◆ **AIM OF THE TASK**
Print the listing below in its entirety, character for character.

◆ **RECORDS PROVIDED**

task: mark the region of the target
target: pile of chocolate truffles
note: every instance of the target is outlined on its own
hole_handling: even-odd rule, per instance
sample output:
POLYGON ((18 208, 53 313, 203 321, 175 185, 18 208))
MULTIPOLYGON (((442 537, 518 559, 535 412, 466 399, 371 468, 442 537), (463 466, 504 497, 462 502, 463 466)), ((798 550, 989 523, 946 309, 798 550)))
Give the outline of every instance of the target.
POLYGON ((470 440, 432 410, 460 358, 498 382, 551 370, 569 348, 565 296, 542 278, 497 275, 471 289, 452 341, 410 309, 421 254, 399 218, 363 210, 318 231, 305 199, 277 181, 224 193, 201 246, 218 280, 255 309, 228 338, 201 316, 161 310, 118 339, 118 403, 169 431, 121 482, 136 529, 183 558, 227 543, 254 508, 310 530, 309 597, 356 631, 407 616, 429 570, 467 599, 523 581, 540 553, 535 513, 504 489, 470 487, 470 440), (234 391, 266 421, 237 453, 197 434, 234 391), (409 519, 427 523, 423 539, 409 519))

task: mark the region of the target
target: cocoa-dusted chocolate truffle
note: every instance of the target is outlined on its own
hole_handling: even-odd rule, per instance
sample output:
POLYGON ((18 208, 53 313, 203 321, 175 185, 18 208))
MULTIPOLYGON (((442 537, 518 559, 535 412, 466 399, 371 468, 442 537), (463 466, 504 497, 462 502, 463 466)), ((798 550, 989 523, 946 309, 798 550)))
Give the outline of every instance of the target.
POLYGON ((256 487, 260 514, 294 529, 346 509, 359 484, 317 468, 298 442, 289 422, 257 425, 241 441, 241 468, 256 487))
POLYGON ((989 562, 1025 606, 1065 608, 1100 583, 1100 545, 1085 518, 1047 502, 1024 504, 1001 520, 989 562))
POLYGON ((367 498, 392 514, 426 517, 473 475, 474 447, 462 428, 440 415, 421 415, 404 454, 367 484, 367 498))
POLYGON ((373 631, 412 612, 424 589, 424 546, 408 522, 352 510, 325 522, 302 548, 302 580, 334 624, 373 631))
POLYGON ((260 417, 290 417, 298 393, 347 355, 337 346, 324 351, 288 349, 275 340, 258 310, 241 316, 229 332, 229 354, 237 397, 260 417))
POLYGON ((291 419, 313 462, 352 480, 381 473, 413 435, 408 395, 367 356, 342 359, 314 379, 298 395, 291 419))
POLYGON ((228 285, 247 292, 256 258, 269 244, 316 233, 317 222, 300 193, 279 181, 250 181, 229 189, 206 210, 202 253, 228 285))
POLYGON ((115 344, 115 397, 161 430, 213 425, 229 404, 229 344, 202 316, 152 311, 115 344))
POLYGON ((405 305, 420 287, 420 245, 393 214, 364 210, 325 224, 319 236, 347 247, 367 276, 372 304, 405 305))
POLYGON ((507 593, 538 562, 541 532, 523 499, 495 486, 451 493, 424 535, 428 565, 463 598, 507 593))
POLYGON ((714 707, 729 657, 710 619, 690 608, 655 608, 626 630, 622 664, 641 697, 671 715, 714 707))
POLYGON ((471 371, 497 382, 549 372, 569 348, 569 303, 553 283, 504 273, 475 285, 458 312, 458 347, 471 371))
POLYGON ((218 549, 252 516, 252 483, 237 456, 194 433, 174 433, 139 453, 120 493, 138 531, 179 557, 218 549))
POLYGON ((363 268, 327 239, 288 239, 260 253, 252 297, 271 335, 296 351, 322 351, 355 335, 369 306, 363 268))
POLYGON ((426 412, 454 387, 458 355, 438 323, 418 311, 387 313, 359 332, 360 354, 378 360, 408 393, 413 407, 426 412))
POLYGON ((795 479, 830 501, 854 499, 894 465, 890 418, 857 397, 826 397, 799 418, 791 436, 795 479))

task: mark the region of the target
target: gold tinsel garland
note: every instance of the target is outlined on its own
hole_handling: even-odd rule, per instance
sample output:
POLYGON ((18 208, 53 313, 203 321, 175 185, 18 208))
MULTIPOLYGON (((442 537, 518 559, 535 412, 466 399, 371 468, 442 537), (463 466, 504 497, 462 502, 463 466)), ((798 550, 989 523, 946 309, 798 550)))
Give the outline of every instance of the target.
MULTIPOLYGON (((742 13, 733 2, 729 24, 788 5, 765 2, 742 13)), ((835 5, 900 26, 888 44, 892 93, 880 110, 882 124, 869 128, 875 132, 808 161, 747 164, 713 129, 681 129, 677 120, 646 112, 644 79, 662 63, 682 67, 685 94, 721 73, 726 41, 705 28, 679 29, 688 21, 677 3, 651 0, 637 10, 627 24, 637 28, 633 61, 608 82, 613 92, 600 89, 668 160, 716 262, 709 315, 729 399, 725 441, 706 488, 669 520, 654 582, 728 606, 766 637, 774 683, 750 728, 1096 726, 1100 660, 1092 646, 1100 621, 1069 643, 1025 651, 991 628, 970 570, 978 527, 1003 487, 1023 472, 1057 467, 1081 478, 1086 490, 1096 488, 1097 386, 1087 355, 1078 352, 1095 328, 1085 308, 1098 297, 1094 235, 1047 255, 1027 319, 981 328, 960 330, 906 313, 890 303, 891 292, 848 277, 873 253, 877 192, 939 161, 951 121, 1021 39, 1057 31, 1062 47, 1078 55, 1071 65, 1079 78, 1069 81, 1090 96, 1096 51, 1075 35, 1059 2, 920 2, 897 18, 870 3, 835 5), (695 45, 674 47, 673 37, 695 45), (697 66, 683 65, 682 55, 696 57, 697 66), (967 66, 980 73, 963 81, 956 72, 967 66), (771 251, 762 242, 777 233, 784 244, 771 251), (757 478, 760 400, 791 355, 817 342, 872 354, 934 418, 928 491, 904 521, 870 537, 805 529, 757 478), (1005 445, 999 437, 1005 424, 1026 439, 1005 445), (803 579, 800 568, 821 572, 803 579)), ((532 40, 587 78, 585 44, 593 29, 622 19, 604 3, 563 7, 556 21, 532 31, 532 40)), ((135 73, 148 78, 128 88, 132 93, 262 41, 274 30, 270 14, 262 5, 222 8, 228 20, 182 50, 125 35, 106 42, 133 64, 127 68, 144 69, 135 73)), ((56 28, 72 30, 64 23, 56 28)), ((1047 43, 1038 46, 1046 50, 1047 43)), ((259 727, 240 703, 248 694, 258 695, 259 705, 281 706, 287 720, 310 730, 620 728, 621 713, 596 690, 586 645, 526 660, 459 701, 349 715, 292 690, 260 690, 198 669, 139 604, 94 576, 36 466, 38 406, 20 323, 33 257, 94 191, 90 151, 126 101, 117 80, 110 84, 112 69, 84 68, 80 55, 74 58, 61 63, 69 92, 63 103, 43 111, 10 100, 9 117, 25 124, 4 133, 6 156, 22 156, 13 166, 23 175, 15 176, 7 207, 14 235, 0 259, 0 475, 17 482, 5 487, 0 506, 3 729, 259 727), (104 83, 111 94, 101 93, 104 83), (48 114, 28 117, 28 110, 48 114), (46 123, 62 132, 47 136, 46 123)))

◆ **EXERCISE SOLUTION**
task: mark the region of the target
target: pile of chocolate truffles
note: every instance of the target is outlined on its own
hole_handling: even-odd rule, per instance
sample output:
POLYGON ((18 208, 53 313, 203 321, 175 185, 18 208))
MULTIPOLYGON (((442 537, 518 559, 535 412, 466 399, 371 468, 442 537), (463 466, 504 497, 462 502, 463 466)), ((798 550, 989 523, 946 309, 798 550)))
Give the outline of every instance of the target.
POLYGON ((470 440, 432 410, 460 358, 498 382, 551 370, 569 348, 565 296, 542 278, 497 275, 471 289, 452 341, 410 309, 421 254, 399 218, 363 210, 318 231, 305 199, 277 181, 224 193, 201 246, 218 280, 255 309, 228 338, 201 316, 161 310, 118 339, 118 403, 169 431, 121 482, 136 529, 183 558, 227 543, 254 508, 310 530, 309 597, 356 631, 407 616, 429 570, 467 599, 523 581, 540 553, 535 513, 504 489, 470 487, 470 440), (234 391, 266 421, 237 453, 197 434, 234 391), (409 519, 427 523, 423 539, 409 519))

task: mark the region of the target
target: cocoa-dusted chocolate truffle
note: every instance of the target is outlined on its own
hole_handling: even-odd rule, per instance
sample output:
POLYGON ((18 208, 53 313, 203 321, 175 185, 18 208))
MULTIPOLYGON (((442 537, 518 559, 535 412, 466 399, 371 468, 442 537), (463 466, 504 497, 462 502, 463 466)), ((798 550, 989 523, 946 309, 798 550)))
Give the outline of every instance of the target.
POLYGON ((256 487, 260 514, 294 529, 346 509, 359 484, 317 468, 298 442, 289 422, 257 425, 241 441, 241 468, 256 487))
POLYGON ((989 562, 1025 606, 1065 608, 1100 583, 1100 545, 1085 518, 1047 502, 1024 504, 1001 520, 989 562))
POLYGON ((367 498, 392 514, 426 517, 473 475, 474 447, 462 428, 440 415, 421 415, 404 454, 367 484, 367 498))
POLYGON ((373 631, 412 612, 424 589, 424 546, 408 522, 352 510, 325 522, 302 548, 302 580, 334 624, 373 631))
POLYGON ((260 417, 290 417, 298 393, 347 355, 337 346, 324 351, 288 349, 275 340, 258 310, 241 316, 229 332, 229 354, 237 397, 260 417))
POLYGON ((291 419, 313 462, 352 480, 381 473, 413 435, 408 395, 367 356, 342 359, 314 379, 298 395, 291 419))
POLYGON ((228 285, 247 292, 256 258, 269 244, 316 233, 317 222, 300 193, 279 181, 250 181, 229 189, 206 210, 202 253, 228 285))
POLYGON ((115 344, 115 397, 161 430, 213 425, 229 404, 229 344, 202 316, 152 311, 115 344))
POLYGON ((405 305, 420 287, 420 245, 393 214, 364 210, 325 224, 319 236, 347 247, 367 276, 372 304, 405 305))
POLYGON ((507 593, 538 562, 541 532, 523 499, 495 486, 451 493, 424 535, 428 565, 463 598, 507 593))
POLYGON ((714 707, 729 657, 710 619, 690 608, 655 608, 626 630, 622 664, 641 697, 671 715, 714 707))
POLYGON ((471 371, 497 382, 549 372, 569 348, 569 303, 553 283, 504 273, 475 285, 458 312, 458 347, 471 371))
POLYGON ((218 549, 252 516, 252 483, 237 456, 194 433, 174 433, 139 453, 120 493, 138 531, 179 557, 218 549))
POLYGON ((363 268, 327 239, 288 239, 260 253, 252 297, 271 335, 296 351, 322 351, 355 335, 369 306, 363 268))
POLYGON ((426 412, 454 387, 458 355, 438 323, 418 311, 387 313, 359 332, 360 354, 378 360, 408 393, 413 407, 426 412))
POLYGON ((795 479, 830 501, 854 499, 894 465, 890 418, 857 397, 826 397, 799 418, 791 436, 795 479))

task: mark the region of the target
target: gold tinsel garland
note: every instance of the target is outlined on its own
hole_handling: even-odd rule, per instance
sample output:
POLYGON ((18 208, 53 313, 203 321, 175 185, 18 208))
MULTIPOLYGON (((442 537, 518 559, 535 412, 466 399, 371 468, 442 537), (463 466, 504 497, 462 502, 463 466)), ((798 550, 989 523, 946 309, 798 550)))
Give the outline of every instance of the target.
MULTIPOLYGON (((742 13, 733 2, 729 24, 788 5, 765 2, 742 13)), ((835 5, 900 26, 888 44, 892 93, 880 110, 882 124, 869 128, 875 132, 808 161, 747 164, 713 129, 681 129, 677 120, 646 112, 644 79, 662 63, 682 67, 685 94, 721 73, 726 41, 705 28, 679 29, 688 21, 677 3, 651 0, 637 10, 627 24, 637 28, 633 61, 608 82, 613 92, 600 89, 668 160, 716 262, 709 315, 729 399, 725 441, 706 488, 669 520, 654 582, 728 606, 766 637, 774 683, 750 728, 1096 726, 1100 660, 1092 646, 1100 621, 1069 643, 1025 651, 991 628, 970 570, 978 527, 1003 487, 1023 472, 1057 467, 1081 478, 1086 490, 1096 488, 1097 386, 1087 355, 1078 352, 1095 328, 1085 308, 1098 297, 1094 235, 1047 255, 1027 319, 981 328, 960 330, 906 313, 890 303, 891 292, 848 277, 873 253, 877 192, 939 161, 951 121, 1021 39, 1057 31, 1062 47, 1078 55, 1071 65, 1079 78, 1069 81, 1090 96, 1096 51, 1075 35, 1059 2, 920 2, 897 18, 870 3, 835 5), (695 45, 674 47, 673 37, 695 45), (697 66, 683 65, 682 55, 696 57, 697 66), (967 66, 980 73, 963 81, 956 72, 967 66), (771 251, 762 242, 777 233, 784 244, 771 251), (757 478, 760 400, 791 355, 817 342, 872 354, 934 418, 928 491, 904 521, 870 537, 805 529, 757 478), (1005 445, 999 437, 1005 424, 1026 439, 1005 445), (803 579, 800 568, 821 572, 803 579)), ((532 40, 587 78, 585 44, 593 29, 622 19, 604 3, 563 7, 556 21, 532 31, 532 40)), ((135 73, 148 78, 128 88, 132 93, 262 41, 274 30, 270 14, 262 5, 222 8, 228 20, 182 50, 125 35, 106 42, 133 64, 127 68, 144 69, 135 73)), ((56 28, 72 30, 64 23, 56 28)), ((1047 43, 1038 46, 1046 50, 1047 43)), ((259 727, 240 703, 248 694, 258 695, 259 705, 281 706, 287 720, 310 730, 620 728, 621 713, 596 690, 586 645, 526 660, 459 701, 349 715, 292 690, 260 690, 198 669, 139 604, 94 576, 36 466, 38 406, 20 323, 33 257, 94 191, 90 151, 126 101, 117 80, 110 84, 112 69, 84 68, 80 55, 74 58, 61 63, 69 92, 63 103, 43 111, 10 100, 9 117, 25 124, 4 133, 6 156, 22 156, 13 166, 23 175, 15 176, 7 207, 14 235, 0 259, 0 475, 17 482, 5 487, 0 506, 3 729, 259 727), (104 83, 111 94, 101 93, 104 83), (48 114, 28 117, 28 110, 48 114), (46 123, 62 132, 47 136, 46 123)))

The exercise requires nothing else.